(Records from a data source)
□ □ □ □
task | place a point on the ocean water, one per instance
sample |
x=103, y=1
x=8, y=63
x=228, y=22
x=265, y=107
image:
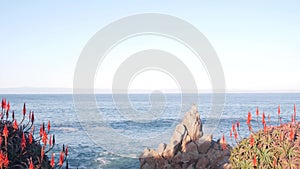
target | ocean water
x=125, y=128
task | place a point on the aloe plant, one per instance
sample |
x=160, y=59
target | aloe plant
x=271, y=147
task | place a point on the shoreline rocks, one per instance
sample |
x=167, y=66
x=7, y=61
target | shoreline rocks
x=188, y=148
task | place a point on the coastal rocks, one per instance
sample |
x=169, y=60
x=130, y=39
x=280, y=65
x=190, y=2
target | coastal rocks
x=188, y=148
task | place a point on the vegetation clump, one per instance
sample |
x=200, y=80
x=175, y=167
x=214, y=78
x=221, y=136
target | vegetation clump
x=21, y=146
x=270, y=147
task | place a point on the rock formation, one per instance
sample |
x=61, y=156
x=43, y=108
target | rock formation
□ □ □ □
Task details: Reproduce only the lines from the line containing "task | place a point on the aloe" to the last line of the material above, both of those lines included.

Solution to this exercise:
task | place a point on the aloe plant, one per instance
sample |
x=160, y=59
target | aloe plant
x=271, y=147
task | place a point on the shoreline rocks, one per instance
sample |
x=167, y=66
x=7, y=61
target | shoreline rocks
x=188, y=148
task | place a point on the coastal rocks, one per instance
sample |
x=169, y=60
x=130, y=39
x=280, y=65
x=190, y=2
target | coastal rocks
x=188, y=148
task | place a point on the vegetation clump, one per instance
sample |
x=200, y=80
x=175, y=167
x=214, y=78
x=221, y=136
target | vegetation clump
x=21, y=146
x=270, y=147
task | place a point on the rock formation, one per instance
sample |
x=61, y=156
x=43, y=108
target | rock formation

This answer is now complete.